From the line with "Task: list a point for each instance of the beige" through the final line, transcribe the material below character for character; include no other lines.

■ ■ ■ ■ ■

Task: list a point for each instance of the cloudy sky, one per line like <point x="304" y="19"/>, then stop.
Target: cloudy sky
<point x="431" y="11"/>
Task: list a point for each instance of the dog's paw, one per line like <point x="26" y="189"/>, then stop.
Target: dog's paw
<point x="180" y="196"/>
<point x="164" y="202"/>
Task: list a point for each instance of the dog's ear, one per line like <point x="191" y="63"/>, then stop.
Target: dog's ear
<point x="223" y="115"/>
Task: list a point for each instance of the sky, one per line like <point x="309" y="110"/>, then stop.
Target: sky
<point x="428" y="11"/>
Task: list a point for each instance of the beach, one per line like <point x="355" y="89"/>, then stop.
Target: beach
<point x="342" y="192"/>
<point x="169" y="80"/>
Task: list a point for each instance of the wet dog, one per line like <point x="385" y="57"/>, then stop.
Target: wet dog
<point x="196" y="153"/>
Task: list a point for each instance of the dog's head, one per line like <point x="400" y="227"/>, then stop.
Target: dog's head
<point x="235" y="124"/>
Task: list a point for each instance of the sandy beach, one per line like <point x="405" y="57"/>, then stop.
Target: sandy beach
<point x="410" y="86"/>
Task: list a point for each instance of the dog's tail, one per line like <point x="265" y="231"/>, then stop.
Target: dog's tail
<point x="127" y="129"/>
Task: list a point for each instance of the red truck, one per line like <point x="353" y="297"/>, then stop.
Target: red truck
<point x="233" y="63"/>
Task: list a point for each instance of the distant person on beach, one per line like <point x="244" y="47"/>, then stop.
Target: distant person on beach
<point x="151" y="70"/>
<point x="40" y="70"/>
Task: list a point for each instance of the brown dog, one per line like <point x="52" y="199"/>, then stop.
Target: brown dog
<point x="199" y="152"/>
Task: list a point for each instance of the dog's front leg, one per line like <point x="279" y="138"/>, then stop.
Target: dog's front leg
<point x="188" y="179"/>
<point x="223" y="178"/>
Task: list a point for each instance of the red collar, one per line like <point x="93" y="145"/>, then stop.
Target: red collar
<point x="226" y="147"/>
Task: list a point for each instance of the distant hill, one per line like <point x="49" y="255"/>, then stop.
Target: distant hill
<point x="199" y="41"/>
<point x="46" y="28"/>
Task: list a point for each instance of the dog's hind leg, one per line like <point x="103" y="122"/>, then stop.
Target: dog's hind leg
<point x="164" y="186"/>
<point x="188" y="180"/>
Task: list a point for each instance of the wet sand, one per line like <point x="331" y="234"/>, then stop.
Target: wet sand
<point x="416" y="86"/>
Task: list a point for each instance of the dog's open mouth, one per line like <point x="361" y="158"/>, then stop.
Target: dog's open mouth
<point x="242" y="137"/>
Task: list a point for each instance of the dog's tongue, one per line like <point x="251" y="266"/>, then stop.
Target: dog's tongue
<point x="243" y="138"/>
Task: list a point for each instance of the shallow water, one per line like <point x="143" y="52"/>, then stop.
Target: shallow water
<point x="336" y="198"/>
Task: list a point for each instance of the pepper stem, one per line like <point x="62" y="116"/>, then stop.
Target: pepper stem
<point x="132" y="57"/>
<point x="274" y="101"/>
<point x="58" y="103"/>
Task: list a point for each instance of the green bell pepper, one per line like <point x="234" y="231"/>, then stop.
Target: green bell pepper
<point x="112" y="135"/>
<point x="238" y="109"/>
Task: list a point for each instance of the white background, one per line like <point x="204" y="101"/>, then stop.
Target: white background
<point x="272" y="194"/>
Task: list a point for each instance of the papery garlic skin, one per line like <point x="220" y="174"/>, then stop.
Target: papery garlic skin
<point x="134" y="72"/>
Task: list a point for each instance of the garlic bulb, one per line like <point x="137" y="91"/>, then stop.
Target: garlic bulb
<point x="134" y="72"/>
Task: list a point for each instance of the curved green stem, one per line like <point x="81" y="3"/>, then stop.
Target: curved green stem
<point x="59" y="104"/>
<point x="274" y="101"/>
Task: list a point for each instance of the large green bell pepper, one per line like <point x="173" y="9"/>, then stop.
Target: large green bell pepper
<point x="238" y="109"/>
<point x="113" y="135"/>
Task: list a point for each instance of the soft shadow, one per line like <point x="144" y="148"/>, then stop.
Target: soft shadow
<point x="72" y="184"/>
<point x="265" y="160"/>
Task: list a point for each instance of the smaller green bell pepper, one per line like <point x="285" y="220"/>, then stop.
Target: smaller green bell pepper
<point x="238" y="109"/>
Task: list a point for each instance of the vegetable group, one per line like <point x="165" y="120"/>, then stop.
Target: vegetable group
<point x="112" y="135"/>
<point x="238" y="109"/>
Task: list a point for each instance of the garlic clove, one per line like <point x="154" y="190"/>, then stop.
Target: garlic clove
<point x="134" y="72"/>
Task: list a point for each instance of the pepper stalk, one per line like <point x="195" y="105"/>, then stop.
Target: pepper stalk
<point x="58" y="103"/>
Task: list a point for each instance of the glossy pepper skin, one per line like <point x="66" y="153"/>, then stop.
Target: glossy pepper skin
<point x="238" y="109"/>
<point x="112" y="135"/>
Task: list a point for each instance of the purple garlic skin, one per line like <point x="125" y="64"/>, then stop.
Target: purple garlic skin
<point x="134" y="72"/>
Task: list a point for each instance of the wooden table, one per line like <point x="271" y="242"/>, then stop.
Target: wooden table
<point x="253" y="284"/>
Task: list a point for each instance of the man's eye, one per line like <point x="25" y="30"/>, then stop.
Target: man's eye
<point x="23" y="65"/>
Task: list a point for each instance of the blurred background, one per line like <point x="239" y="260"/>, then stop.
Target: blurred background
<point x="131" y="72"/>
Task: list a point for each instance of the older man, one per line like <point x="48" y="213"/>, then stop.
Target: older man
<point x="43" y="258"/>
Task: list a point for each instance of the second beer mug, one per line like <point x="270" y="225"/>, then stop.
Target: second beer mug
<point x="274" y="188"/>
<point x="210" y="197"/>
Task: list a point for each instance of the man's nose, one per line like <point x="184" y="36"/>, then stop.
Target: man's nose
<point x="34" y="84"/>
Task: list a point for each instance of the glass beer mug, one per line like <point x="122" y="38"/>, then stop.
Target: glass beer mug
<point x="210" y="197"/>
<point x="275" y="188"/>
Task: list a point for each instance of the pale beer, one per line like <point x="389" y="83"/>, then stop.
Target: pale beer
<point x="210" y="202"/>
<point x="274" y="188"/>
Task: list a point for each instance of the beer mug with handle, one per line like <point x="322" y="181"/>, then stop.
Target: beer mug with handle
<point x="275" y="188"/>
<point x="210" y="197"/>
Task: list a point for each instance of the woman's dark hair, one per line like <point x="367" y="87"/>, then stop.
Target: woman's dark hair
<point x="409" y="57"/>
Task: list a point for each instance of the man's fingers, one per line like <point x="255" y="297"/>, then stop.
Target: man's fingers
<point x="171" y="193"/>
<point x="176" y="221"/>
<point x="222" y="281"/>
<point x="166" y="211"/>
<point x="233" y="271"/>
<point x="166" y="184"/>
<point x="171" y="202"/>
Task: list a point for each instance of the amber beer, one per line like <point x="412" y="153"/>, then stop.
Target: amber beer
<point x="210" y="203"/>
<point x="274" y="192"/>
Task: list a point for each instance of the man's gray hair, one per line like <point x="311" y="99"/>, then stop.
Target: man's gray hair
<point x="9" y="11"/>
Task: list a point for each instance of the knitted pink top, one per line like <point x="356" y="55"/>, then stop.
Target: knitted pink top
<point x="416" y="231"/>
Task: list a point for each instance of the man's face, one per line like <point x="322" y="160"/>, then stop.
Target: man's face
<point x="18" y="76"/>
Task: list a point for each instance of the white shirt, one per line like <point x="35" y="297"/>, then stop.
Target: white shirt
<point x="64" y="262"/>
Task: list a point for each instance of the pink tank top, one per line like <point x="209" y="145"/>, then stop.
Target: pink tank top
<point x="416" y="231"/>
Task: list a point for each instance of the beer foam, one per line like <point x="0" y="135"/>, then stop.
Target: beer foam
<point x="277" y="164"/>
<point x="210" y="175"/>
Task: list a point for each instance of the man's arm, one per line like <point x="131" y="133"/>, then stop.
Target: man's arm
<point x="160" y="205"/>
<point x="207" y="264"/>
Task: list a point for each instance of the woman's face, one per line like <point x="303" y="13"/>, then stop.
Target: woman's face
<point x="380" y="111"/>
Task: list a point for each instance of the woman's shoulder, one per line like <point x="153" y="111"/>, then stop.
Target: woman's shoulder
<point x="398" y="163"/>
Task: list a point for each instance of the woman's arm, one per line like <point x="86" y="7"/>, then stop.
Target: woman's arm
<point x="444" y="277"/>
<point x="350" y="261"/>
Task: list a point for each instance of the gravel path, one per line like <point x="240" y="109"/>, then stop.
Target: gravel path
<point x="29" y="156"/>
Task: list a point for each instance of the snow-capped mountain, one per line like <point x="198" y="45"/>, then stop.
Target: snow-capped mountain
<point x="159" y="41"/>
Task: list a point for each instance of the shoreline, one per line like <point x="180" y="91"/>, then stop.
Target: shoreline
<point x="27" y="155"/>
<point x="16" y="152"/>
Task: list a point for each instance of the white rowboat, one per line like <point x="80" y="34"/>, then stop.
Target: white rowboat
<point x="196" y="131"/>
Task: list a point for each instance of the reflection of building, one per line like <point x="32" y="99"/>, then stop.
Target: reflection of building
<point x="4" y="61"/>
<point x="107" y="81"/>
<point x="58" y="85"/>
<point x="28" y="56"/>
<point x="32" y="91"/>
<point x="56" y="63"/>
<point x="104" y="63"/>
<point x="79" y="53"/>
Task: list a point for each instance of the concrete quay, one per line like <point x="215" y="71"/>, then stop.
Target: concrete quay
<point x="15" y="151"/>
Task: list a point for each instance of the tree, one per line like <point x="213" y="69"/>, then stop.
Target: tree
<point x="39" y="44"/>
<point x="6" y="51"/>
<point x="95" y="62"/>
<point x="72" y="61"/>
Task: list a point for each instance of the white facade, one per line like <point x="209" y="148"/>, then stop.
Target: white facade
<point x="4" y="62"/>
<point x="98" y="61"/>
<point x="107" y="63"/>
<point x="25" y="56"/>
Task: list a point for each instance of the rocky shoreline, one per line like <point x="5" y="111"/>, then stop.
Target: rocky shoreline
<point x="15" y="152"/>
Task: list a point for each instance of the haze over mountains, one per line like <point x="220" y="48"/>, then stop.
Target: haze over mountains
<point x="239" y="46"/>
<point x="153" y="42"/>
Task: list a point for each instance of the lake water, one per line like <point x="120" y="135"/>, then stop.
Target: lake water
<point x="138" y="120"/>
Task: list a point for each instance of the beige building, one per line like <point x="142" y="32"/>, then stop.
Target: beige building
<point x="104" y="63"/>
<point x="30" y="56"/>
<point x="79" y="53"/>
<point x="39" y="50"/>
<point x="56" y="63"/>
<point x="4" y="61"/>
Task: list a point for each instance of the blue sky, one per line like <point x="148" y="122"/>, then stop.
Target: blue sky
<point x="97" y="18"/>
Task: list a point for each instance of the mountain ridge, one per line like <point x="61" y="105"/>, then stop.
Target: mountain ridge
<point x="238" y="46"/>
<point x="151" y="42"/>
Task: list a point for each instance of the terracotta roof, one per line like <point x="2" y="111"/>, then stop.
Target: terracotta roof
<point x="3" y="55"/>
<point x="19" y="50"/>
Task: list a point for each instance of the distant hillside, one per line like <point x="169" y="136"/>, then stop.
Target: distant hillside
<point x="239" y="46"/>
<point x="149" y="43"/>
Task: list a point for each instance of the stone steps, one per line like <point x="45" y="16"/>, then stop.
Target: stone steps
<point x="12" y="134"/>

■ ■ ■ ■ ■

:: FULL ANSWER ::
Task: list a point for each instance of the beige building, one per line like <point x="142" y="32"/>, then stop.
Target: beige building
<point x="104" y="63"/>
<point x="30" y="56"/>
<point x="79" y="53"/>
<point x="39" y="50"/>
<point x="56" y="63"/>
<point x="4" y="61"/>
Task: list a point for each instance of the blue sky, one per line like <point x="148" y="122"/>, then stop.
Target: blue sky
<point x="97" y="18"/>
Task: list a point for each instance of the mountain ridge, one per line like <point x="61" y="105"/>, then stop.
Target: mountain ridge
<point x="238" y="46"/>
<point x="151" y="42"/>
Task: list a point for each instance of the terracotta roof, one per line like <point x="2" y="111"/>, then stop.
Target: terracotta roof
<point x="3" y="55"/>
<point x="19" y="50"/>
Task: list a point for each instance of the distant hillside, one per line like <point x="169" y="136"/>, then stop.
Target: distant hillside
<point x="239" y="46"/>
<point x="149" y="43"/>
Task: list a point for each instance of the stone steps, one per line like <point x="45" y="16"/>, then stop.
Target: stone steps
<point x="12" y="134"/>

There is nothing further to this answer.